[Data under study Boundary: Start]

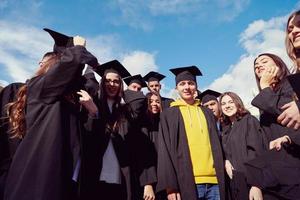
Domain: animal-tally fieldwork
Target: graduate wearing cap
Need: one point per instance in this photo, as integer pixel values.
(209, 99)
(135, 83)
(153, 79)
(106, 164)
(45, 117)
(273, 95)
(190, 159)
(144, 149)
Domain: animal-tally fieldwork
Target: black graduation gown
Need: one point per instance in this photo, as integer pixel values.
(174, 162)
(8, 145)
(242, 141)
(165, 102)
(269, 170)
(43, 164)
(269, 103)
(144, 153)
(95, 142)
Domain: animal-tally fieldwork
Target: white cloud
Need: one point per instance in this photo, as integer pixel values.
(259, 37)
(139, 62)
(22, 46)
(174, 7)
(141, 14)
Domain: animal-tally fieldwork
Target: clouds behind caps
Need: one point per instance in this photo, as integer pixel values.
(22, 46)
(259, 37)
(141, 14)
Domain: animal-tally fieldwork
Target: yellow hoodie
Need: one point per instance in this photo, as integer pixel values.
(198, 140)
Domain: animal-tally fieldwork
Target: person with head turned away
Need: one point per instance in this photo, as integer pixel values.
(274, 171)
(45, 117)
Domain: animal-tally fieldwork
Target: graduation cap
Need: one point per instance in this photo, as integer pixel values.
(135, 79)
(112, 66)
(153, 76)
(209, 95)
(61, 41)
(186, 73)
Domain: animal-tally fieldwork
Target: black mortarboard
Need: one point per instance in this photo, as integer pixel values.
(186, 73)
(153, 76)
(61, 41)
(112, 66)
(135, 79)
(209, 95)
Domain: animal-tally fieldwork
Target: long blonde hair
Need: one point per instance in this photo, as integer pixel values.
(290, 49)
(16, 109)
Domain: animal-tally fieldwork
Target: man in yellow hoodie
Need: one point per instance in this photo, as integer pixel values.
(190, 161)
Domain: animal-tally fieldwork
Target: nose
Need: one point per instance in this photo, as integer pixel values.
(295, 30)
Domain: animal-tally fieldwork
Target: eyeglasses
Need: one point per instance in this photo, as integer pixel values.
(113, 82)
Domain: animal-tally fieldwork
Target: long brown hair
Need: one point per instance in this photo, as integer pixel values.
(290, 49)
(16, 109)
(282, 73)
(241, 110)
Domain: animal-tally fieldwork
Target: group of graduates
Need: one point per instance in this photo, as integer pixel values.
(65, 136)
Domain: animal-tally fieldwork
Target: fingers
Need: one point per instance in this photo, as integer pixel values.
(291, 123)
(287, 105)
(297, 125)
(285, 120)
(278, 146)
(272, 145)
(281, 117)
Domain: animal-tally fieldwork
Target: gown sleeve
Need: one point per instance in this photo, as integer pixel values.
(271, 101)
(69, 68)
(165, 170)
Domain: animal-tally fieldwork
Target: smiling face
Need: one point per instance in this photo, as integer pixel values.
(135, 87)
(263, 63)
(154, 104)
(112, 84)
(154, 86)
(293, 31)
(228, 107)
(186, 90)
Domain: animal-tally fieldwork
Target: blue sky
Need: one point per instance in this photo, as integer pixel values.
(221, 37)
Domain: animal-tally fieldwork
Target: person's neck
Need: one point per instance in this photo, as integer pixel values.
(297, 53)
(232, 119)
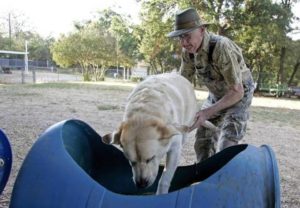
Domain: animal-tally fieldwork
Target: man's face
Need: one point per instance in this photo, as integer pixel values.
(192, 41)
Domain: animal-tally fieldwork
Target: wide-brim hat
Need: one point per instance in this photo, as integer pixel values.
(186, 21)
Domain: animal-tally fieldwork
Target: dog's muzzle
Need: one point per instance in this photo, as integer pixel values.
(142, 183)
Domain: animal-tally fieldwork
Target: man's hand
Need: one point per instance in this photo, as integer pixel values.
(199, 120)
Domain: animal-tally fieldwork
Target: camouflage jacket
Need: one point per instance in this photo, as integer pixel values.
(226, 68)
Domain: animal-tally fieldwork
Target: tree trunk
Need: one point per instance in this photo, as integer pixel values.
(280, 75)
(296, 67)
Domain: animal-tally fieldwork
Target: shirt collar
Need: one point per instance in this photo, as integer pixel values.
(205, 43)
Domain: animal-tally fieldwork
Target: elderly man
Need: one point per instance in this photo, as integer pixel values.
(218, 62)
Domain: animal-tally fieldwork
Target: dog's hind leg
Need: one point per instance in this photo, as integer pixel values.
(172, 161)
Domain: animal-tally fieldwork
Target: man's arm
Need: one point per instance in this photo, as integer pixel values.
(234, 94)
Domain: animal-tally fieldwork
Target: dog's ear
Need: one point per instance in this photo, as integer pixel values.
(113, 138)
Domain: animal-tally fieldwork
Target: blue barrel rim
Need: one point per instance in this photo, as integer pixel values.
(6, 156)
(276, 178)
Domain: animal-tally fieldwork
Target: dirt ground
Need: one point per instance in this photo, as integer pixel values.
(26, 111)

[Data under study Boundary: End]

Output only the lines running from the top of the data above to the line with "Target: black graduation gown", inclusive, word for word and without pictures.

> [Task solution]
Domain: animal-tally fieldwork
Target: graduate wearing cap
Need: one point per instance in this photo, as integer pixel values.
(209, 99)
(135, 83)
(153, 79)
(106, 164)
(45, 117)
(273, 95)
(190, 159)
(144, 149)
Domain: animal-tally fieldwork
Target: black graduation gown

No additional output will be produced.